Information given →
-- start --

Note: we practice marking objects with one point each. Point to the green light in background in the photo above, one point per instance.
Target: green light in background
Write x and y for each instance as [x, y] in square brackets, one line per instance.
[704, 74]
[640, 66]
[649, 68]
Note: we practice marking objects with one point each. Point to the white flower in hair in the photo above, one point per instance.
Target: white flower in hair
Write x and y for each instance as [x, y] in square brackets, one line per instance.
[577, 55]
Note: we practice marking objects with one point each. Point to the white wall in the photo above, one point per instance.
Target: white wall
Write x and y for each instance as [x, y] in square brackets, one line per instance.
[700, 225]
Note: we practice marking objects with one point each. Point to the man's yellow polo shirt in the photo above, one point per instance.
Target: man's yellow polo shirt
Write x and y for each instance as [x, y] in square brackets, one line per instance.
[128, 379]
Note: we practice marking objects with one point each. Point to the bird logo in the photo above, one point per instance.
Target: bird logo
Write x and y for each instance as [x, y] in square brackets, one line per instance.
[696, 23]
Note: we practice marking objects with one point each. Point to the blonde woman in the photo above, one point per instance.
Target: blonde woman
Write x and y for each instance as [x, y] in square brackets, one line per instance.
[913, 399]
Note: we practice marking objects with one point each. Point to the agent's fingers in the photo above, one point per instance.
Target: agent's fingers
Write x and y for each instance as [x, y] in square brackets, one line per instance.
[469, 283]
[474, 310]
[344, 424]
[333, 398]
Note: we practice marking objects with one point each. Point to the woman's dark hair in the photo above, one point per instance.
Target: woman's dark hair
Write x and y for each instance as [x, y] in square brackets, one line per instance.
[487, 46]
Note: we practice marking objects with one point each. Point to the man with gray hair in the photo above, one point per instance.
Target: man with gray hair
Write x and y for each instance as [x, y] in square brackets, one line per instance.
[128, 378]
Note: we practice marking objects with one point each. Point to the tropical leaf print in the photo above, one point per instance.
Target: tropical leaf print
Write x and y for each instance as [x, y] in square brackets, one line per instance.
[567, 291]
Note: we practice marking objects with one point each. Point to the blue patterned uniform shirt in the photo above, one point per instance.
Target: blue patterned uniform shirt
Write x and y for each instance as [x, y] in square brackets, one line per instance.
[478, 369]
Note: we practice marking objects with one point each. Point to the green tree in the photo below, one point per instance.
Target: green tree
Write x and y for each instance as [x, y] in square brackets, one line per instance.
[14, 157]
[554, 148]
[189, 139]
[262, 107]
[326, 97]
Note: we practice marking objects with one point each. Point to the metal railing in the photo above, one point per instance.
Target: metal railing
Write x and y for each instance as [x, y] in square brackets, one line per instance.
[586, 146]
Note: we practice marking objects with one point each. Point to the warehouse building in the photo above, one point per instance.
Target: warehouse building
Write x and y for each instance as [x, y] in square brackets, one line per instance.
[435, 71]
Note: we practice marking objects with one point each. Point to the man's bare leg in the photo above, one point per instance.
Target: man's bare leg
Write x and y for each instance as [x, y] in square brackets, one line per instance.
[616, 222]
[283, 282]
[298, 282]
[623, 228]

-- end --

Written task →
Copy all of the material above, swapping each occurrence of "square brackets" for "parentheses" and keeping everything else as it is.

Result →
Note: we practice marking objects with one point each. Point to the green light in background in the photo above, one point per instance.
Target: green light in background
Write x and y for each instance as [x, y] in parentheses, one line per instance.
[704, 74]
[640, 66]
[649, 68]
Note: we practice marking objects with one point each. Point to the white flower in hair in the photo above, one point per instance.
Target: white flower in hair
Write x and y for each instance as [x, y] in parentheses, one line per instance.
[577, 55]
Note: we practice marking objects with one point each. Point to the white wall in the photo above, one point per instance.
Target: white wall
Write x and y for each instance as [x, y] in parentheses, one line per instance.
[700, 225]
Note: we practice marking objects with one point each. Point to the man's yellow polo shirt in the photo above, one point per instance.
Target: man's yellow polo shirt
Write x and y for each instance as [x, y] in parentheses, one line per instance.
[128, 379]
Note: we practice marking objects with one point each. Point to the bird logo in the photo above, one point per instance.
Target: bird logo
Write x and y for each instance as [x, y] in parentheses, one line per instance.
[696, 23]
Note: we practice marking objects with one point each. Point to the blonde woman in the photo above, one point per instance.
Target: blonde woman
Write x and y for each instance as [x, y] in parentheses, one line per instance.
[913, 399]
Note: we practice marking objects with one point each. Point to the agent's fingers in the photo above, one point per instance.
Target: agent's fingers
Write x and y for each instance as [x, y] in parentheses, one line per instance.
[469, 283]
[474, 310]
[344, 424]
[333, 398]
Note: we practice marking objects with one point each. Point to the woman's dark hair in the photo above, one point per instance.
Target: woman's dark hair
Write x and y for each instance as [x, y] in parentheses, one line per instance.
[487, 46]
Note: we practice marking objects with one point each. Point to the man with gray hair in the photo above, one point per instance.
Target: man with gray hair
Write x and y for each instance as [x, y] in parentheses, one line per instance.
[128, 378]
Note: we practice marking objects with one point each. Point to the tropical leaf print in the photo above, one point per instance.
Target: tropical leaf print
Write x and y for each instance as [x, y] in parentheses, one line per instance.
[567, 291]
Note: we practice marking objects with one point each. Point to the blue patterned uniform shirt in the photo above, one point per instance.
Target: blue patterned uniform shirt
Write x and y for each instance as [x, y] in parentheses, one line per instance.
[478, 369]
Note: we practice marking objects with one point each. Point to the green tree in the photo below, one point per instance.
Target: green tree
Write x and y for each instance as [x, y] in parentheses, one line per instance.
[14, 157]
[554, 148]
[189, 139]
[262, 107]
[326, 97]
Note: we practice marking objects with one point each. Point to the metal railing in the photo above, one point per instance.
Target: metal railing
Write x and y for each instance as [x, y] in parentheses, one line per instance.
[586, 146]
Note: we practice marking objects with one point each. Point to the warehouse building in the photo above, one point per instance.
Target: warehouse building
Write x and y for each instance as [x, y] in parentheses, one line per instance.
[435, 71]
Note: we practice marking objects with one point each. Point to the man's bare leg in the photo above, one point per instance.
Target: man's bare leg
Write x and y for each instance as [x, y] in parentheses, one line per instance.
[616, 222]
[283, 282]
[298, 282]
[623, 228]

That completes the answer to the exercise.